練習問題 A ->
本文によると、退職者連合が「医療費の窓口負担2割化」を取り止めるよう関係省庁などに働きかけてきたのはなぜか。その理由を1〜2文で説明しなさい。
練習問題 B ->
本文のうち、「消費税は「社会保障と税の一体」で始まり「と的を射ていると思われます。」で終わる部分を、一字も変えずに書き写しなさい。

抽出本文 ->
++++
新潟県退職者連合会長 早川 武男

 消費税は「社会保障と税の一体改革」を大義に、2014年に5%から8%に、2019年に8%から10%に引き上げられましたが、退職者・高齢者にとり極めて重要な年金、医療、介護制度は、高齢者の増加、厳しい国の財政事情、現役世代の負担軽減などを理由に、負担増と給付の切り下げが続いています。

 「医療費の窓口負担2割化」についても、高齢者は現役世代の4倍も病気に罹りやすいことから、退職者連合は中央・地方が一体となり、関係省庁などに対し取り止めるよう働きかけてきました。しかし、高齢者の実情を顧みない菅首相の強い指示により、政府は2022年度後半から実施することを決めています。

 そもそも税率引き上げのさいは社会保障の充実を謳い、消費税法も、制度として確立された年金、医療、介護の社会保障給付並びに少子化に対処するための施策に要する経費に充てるとしていますが、安倍政権時代に打ち出された「全世代型社会保障」以降の使途は、①これまでの公費負担分の消費税による置き換え、②財政再建(赤字の穴埋め)③子育て(幼児教育費・保育の無償化等)、④法人税減税と公共事業への投資(成長資金の確保)などであり、高齢者の社会保障の充実には使用されていないのです。巷間、消費税による税収は法人税と所得税減税に使われているとの声もありますが、税収額の推移をみますと的を射ていると思われます。

 羊頭を懸けて狗肉を売るような今の政治に唯々諾々としてはおれません。社会保障制度の充実にウエイトをおく政治に、流れを変える以外に抜本的な改善方法はないようです。10月までにその機会が訪れます。退職者・高齢者にとり絶好のチャンスと捉えチャレンジしたいと思います。

 新たな2021年。所信の一端を申し上げ新年のごあいさつとします。
++++
資料 ->
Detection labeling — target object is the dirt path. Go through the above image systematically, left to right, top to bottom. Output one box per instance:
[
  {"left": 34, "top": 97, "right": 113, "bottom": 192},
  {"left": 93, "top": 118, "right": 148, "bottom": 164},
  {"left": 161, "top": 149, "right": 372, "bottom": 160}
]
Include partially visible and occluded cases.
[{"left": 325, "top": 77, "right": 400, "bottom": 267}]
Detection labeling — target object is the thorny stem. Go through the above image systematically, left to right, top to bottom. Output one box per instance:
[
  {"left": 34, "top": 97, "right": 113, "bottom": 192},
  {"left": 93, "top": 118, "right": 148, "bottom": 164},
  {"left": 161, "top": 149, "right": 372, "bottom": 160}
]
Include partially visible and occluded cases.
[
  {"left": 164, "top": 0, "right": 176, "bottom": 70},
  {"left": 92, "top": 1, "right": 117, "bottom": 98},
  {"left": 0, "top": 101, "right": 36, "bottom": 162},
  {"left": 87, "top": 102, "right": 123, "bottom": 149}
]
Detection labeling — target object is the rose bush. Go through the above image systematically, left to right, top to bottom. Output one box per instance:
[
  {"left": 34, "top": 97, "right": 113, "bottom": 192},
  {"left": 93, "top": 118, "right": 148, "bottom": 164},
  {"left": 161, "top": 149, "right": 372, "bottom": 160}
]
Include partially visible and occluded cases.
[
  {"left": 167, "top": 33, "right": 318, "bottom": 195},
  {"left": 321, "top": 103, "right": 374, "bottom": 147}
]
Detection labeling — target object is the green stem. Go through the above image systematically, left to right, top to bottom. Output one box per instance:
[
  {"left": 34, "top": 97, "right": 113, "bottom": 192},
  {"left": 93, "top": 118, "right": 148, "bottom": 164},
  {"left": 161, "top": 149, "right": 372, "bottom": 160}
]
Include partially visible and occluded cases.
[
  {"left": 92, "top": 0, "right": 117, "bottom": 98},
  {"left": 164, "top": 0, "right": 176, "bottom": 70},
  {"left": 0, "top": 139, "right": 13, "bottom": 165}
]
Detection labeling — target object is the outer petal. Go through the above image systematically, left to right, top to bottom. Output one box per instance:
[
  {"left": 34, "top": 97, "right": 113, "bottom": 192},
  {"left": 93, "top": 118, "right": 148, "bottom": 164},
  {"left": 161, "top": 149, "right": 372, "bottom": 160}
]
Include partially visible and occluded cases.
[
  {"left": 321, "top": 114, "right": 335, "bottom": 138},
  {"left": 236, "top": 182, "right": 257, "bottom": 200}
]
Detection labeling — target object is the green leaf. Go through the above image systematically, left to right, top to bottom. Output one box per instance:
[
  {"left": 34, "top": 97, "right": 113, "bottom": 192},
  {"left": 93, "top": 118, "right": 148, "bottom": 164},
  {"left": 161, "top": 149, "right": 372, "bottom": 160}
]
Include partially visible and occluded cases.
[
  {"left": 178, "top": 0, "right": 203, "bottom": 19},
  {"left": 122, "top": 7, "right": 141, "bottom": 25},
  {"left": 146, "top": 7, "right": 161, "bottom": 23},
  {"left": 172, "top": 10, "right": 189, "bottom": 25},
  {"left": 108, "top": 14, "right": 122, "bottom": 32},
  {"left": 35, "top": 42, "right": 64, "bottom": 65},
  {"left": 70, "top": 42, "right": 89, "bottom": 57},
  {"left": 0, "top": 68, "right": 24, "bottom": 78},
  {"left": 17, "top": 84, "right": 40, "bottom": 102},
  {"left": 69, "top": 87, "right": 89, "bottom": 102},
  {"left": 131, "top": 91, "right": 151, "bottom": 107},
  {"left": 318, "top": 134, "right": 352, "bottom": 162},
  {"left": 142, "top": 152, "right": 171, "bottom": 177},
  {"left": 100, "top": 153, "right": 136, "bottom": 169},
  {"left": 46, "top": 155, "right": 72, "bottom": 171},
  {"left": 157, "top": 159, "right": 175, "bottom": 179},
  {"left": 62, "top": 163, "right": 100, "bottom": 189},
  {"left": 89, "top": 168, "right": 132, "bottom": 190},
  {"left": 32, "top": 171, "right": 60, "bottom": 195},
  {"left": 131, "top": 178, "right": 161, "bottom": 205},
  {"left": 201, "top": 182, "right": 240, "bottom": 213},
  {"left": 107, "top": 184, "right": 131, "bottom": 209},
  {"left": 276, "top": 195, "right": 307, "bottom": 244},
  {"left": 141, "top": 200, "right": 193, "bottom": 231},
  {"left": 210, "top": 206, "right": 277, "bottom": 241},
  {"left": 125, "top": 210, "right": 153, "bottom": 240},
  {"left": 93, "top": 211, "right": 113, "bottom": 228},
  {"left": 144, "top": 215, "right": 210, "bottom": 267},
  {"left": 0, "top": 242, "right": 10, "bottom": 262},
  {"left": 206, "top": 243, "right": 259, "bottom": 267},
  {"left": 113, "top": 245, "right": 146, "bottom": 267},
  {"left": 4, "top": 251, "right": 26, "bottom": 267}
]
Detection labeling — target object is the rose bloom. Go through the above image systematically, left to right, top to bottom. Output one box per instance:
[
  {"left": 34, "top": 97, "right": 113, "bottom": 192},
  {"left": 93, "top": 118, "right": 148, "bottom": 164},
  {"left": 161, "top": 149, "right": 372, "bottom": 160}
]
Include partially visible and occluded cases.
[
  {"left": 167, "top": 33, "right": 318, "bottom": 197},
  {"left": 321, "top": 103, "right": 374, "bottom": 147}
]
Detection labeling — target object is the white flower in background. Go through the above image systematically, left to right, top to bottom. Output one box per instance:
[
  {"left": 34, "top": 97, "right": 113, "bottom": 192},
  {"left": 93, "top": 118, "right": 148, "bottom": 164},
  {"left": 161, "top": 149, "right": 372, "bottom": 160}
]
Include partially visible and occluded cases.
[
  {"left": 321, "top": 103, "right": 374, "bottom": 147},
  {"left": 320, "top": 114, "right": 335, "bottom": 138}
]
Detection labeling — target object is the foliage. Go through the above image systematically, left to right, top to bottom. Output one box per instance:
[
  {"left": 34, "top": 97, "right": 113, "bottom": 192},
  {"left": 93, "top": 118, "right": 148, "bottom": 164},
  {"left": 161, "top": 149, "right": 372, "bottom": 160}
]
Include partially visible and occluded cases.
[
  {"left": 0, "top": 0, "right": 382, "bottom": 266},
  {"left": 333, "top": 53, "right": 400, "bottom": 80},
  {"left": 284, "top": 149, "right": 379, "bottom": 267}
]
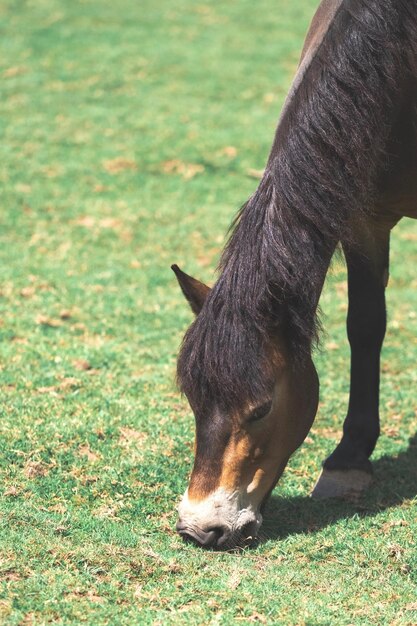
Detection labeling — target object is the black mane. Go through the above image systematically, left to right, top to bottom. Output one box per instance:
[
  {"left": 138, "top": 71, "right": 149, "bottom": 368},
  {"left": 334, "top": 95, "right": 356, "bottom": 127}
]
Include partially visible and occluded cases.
[{"left": 178, "top": 0, "right": 417, "bottom": 409}]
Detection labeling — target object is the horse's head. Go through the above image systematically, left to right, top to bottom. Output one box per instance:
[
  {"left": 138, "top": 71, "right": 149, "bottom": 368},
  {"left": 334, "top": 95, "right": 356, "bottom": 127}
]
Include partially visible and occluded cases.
[{"left": 173, "top": 266, "right": 318, "bottom": 549}]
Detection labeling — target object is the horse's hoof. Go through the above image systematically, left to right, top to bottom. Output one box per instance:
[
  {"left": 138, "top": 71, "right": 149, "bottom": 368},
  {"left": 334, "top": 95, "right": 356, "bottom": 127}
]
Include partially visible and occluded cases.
[{"left": 311, "top": 469, "right": 372, "bottom": 500}]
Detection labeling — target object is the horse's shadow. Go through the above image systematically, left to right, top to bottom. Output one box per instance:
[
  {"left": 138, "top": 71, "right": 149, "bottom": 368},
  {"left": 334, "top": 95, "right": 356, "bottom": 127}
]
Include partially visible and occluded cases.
[{"left": 260, "top": 433, "right": 417, "bottom": 543}]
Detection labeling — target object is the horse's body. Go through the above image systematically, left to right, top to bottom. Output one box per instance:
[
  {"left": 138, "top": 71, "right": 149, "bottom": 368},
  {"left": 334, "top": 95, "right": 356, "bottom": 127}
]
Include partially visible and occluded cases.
[{"left": 171, "top": 0, "right": 417, "bottom": 547}]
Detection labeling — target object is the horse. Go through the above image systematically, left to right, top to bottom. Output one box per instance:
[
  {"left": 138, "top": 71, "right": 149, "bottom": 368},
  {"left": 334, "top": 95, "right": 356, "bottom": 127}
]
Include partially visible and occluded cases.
[{"left": 172, "top": 0, "right": 417, "bottom": 550}]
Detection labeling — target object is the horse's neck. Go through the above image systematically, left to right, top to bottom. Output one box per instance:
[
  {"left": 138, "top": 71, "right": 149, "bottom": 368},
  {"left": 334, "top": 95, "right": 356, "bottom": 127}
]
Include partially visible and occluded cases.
[{"left": 279, "top": 0, "right": 344, "bottom": 123}]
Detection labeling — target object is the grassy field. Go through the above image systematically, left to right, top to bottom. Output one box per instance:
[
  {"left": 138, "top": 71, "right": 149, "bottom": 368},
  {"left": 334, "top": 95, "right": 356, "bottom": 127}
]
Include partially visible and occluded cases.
[{"left": 0, "top": 0, "right": 417, "bottom": 626}]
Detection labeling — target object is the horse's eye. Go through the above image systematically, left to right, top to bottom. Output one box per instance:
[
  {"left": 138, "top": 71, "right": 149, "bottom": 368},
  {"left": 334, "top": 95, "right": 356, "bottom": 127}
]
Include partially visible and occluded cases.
[{"left": 248, "top": 402, "right": 272, "bottom": 422}]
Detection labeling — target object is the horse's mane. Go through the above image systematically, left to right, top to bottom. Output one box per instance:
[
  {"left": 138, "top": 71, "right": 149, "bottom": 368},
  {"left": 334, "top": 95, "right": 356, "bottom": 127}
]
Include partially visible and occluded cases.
[{"left": 178, "top": 0, "right": 417, "bottom": 409}]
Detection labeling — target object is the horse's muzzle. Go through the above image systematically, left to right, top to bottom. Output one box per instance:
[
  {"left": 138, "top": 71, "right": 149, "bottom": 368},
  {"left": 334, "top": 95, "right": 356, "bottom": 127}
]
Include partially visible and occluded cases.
[{"left": 177, "top": 521, "right": 255, "bottom": 550}]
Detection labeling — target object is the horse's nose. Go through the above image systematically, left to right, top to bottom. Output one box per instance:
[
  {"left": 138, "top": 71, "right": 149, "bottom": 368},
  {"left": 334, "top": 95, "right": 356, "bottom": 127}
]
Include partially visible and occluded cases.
[{"left": 177, "top": 522, "right": 226, "bottom": 548}]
++++
解答 A ->
高齢者は現役世代の4倍も病気に罹りやすいからである。そのため、退職者連合は中央・地方が一体となって、窓口負担の2割化を取り止めるよう働きかけてきた。

解答 B ->
消費税は「社会保障と税の一体改革」を大義に、2014年に5%から8%に、2019年に8%から10%に引き上げられましたが、退職者・高齢者にとり極めて重要な年金、医療、介護制度は、高齢者の増加、厳しい国の財政事情、現役世代の負担軽減などを理由に、負担増と給付の切り下げが続いています。

 「医療費の窓口負担2割化」についても、高齢者は現役世代の4倍も病気に罹りやすいことから、退職者連合は中央・地方が一体となり、関係省庁などに対し取り止めるよう働きかけてきました。しかし、高齢者の実情を顧みない菅首相の強い指示により、政府は2022年度後半から実施することを決めています。

 そもそも税率引き上げのさいは社会保障の充実を謳い、消費税法も、制度として確立された年金、医療、介護の社会保障給付並びに少子化に対処するための施策に要する経費に充てるとしていますが、安倍政権時代に打ち出された「全世代型社会保障」以降の使途は、①これまでの公費負担分の消費税による置き換え、②財政再建(赤字の穴埋め)③子育て(幼児教育費・保育の無償化等)、④法人税減税と公共事業への投資(成長資金の確保)などであり、高齢者の社会保障の充実には使用されていないのです。巷間、消費税による税収は法人税と所得税減税に使われているとの声もありますが、税収額の推移をみますと的を射ていると思われます。